Update the listing lines starting at the line that contains "of the yellow" and ending at the line that contains "pixel 1086 718" by replacing "yellow banana" with "ripe banana", and give back only those lines with everything else left unchanged.

Collection entries:
□ □ □ □ □
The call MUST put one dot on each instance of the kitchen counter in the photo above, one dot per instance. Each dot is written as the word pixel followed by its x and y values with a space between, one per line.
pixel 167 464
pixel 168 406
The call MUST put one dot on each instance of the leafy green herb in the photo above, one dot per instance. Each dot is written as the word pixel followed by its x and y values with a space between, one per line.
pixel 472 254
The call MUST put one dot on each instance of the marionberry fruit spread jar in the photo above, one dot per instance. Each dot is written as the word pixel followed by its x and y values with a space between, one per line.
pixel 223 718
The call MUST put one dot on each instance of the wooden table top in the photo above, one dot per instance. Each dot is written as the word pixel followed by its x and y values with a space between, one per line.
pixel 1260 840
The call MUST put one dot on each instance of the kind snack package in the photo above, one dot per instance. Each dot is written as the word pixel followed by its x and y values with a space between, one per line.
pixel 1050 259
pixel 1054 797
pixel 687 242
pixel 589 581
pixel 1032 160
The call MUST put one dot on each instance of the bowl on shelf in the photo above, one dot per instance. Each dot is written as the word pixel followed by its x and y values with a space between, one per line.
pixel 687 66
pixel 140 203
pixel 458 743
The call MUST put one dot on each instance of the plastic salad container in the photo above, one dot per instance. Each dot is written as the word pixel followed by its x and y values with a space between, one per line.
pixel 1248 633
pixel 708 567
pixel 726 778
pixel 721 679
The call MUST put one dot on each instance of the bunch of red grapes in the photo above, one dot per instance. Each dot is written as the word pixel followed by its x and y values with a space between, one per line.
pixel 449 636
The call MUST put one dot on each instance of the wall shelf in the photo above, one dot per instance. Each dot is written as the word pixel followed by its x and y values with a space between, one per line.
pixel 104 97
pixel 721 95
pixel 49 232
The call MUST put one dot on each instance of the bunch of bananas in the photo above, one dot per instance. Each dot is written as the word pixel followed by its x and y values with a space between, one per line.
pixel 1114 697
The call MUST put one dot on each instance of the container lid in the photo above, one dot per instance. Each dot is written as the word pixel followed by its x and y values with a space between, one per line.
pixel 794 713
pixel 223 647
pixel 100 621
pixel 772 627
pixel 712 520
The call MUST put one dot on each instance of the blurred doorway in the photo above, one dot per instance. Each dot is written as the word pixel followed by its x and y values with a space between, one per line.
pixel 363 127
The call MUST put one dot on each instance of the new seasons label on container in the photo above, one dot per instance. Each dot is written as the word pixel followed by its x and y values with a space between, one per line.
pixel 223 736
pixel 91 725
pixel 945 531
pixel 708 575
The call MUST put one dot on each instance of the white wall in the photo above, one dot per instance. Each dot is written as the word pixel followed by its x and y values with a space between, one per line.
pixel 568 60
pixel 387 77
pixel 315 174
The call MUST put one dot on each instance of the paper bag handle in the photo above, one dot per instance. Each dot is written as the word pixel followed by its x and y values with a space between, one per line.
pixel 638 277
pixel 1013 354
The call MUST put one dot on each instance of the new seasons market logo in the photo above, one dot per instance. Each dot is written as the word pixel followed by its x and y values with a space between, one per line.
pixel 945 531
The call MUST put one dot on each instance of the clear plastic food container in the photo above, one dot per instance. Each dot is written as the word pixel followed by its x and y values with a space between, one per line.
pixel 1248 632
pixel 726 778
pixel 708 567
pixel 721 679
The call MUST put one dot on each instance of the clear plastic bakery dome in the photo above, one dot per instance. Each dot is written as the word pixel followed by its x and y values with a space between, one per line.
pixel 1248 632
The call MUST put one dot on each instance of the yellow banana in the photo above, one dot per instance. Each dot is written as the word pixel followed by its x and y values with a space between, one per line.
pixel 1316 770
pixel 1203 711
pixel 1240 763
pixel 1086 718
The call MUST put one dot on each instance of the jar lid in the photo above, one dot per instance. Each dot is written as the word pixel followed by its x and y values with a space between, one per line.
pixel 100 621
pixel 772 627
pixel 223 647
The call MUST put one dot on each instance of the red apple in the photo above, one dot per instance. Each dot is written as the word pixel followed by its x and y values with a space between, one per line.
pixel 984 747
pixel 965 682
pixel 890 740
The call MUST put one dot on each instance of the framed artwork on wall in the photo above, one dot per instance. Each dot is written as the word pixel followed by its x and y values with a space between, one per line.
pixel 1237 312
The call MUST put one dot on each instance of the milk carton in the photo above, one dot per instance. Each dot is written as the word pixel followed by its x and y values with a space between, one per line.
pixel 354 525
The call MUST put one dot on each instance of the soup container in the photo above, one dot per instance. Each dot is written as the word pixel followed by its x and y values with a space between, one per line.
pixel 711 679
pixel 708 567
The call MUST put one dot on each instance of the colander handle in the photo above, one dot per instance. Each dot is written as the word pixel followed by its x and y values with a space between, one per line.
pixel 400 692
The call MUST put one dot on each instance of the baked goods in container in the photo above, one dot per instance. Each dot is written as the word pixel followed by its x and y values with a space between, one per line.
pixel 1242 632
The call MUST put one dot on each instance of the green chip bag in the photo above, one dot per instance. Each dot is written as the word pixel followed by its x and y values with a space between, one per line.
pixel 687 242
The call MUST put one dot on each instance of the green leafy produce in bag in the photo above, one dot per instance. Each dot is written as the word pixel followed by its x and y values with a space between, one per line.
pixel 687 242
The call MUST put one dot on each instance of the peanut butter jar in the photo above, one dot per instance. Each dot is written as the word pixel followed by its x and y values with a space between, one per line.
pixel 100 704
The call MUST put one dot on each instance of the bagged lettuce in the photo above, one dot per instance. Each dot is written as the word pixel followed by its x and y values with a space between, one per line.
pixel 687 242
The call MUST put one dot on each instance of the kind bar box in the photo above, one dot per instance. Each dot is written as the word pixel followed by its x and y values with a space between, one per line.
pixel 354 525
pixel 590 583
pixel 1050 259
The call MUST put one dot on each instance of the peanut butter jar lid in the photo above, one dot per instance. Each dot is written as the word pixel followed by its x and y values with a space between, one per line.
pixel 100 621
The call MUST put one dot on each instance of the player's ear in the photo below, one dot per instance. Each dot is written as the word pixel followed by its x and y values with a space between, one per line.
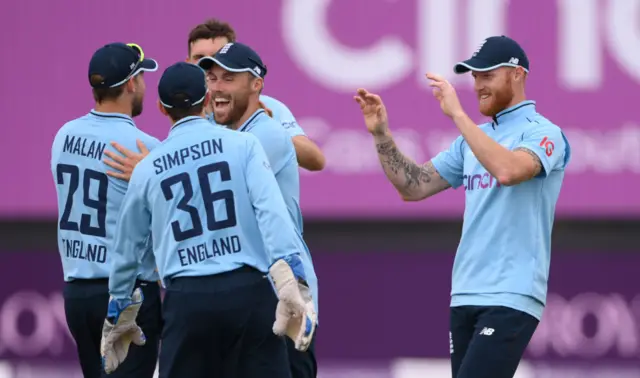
pixel 130 85
pixel 519 74
pixel 258 84
pixel 207 100
pixel 163 110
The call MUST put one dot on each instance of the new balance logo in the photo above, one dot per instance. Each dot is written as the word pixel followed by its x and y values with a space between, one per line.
pixel 487 331
pixel 450 343
pixel 225 48
pixel 479 48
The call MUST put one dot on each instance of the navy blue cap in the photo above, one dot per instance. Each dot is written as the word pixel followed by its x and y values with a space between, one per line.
pixel 236 57
pixel 182 86
pixel 494 52
pixel 117 63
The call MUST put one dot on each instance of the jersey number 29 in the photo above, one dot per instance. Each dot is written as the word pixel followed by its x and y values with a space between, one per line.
pixel 99 204
pixel 208 199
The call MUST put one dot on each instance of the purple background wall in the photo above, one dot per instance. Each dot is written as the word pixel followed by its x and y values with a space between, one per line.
pixel 585 73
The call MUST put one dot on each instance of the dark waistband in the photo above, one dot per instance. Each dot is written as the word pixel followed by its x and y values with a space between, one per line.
pixel 219 282
pixel 82 288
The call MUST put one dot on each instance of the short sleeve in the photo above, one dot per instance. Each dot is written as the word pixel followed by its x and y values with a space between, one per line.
pixel 450 163
pixel 283 115
pixel 550 145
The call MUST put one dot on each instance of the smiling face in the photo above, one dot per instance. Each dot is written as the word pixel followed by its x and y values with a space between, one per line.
pixel 232 93
pixel 495 89
pixel 200 48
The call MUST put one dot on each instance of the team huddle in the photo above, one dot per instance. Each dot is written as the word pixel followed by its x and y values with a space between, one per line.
pixel 212 214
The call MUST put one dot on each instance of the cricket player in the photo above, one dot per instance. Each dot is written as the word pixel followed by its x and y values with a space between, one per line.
pixel 89 203
pixel 512 170
pixel 237 106
pixel 205 40
pixel 219 224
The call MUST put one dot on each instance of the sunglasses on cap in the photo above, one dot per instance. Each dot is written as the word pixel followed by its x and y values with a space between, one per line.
pixel 136 69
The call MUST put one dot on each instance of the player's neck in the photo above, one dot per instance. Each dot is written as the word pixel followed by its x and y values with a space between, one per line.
pixel 113 107
pixel 252 108
pixel 517 98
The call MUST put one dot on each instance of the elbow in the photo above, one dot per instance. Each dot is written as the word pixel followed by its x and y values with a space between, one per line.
pixel 509 178
pixel 411 197
pixel 314 164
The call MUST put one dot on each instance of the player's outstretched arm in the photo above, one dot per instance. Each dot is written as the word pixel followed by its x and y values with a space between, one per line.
pixel 131 239
pixel 295 314
pixel 413 181
pixel 308 154
pixel 274 221
pixel 120 328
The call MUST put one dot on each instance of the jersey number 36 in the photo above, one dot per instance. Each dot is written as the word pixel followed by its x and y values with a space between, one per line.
pixel 209 197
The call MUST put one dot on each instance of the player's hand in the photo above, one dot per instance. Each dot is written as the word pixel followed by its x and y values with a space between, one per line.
pixel 126 162
pixel 120 330
pixel 445 93
pixel 267 110
pixel 374 112
pixel 295 314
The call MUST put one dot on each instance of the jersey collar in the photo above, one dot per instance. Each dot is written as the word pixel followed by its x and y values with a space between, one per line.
pixel 113 116
pixel 186 120
pixel 523 109
pixel 251 119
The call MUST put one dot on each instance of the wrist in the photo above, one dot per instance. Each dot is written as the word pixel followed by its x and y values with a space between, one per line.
pixel 382 137
pixel 459 117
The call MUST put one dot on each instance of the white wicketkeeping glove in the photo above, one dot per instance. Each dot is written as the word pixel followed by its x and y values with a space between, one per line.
pixel 120 330
pixel 295 314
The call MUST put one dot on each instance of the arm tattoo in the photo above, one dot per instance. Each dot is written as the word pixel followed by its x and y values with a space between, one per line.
pixel 414 174
pixel 534 156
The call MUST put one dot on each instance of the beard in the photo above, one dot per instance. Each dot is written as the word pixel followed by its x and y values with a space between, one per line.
pixel 234 111
pixel 499 100
pixel 136 106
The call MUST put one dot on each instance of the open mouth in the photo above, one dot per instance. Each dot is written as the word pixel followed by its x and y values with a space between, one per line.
pixel 221 103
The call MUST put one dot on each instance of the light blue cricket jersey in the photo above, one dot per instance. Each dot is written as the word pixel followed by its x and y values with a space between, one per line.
pixel 505 250
pixel 282 114
pixel 213 204
pixel 89 201
pixel 282 157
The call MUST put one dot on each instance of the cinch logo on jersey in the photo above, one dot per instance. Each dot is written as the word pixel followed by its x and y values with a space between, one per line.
pixel 487 331
pixel 548 146
pixel 479 181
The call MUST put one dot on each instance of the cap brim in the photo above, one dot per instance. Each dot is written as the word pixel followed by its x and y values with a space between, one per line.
pixel 207 62
pixel 479 65
pixel 149 65
pixel 473 64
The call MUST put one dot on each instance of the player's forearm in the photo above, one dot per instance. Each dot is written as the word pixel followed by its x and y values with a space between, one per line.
pixel 409 178
pixel 497 160
pixel 309 155
pixel 123 277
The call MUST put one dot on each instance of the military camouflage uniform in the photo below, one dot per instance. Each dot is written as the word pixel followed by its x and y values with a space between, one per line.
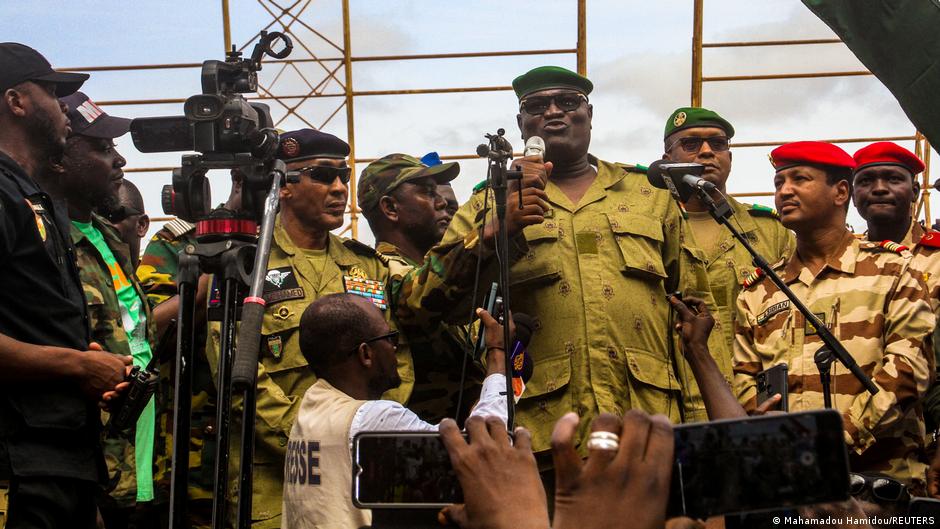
pixel 104 316
pixel 158 271
pixel 594 276
pixel 438 358
pixel 726 270
pixel 283 374
pixel 875 305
□ □ □ □ □
The result:
The call MUST put one dot on each instance of the ripe banana in the photo above, one dot per instance. Each dot is written as the word pixel followed by its x and y values with a space between, one per line.
pixel 1316 770
pixel 1203 711
pixel 1240 763
pixel 1086 718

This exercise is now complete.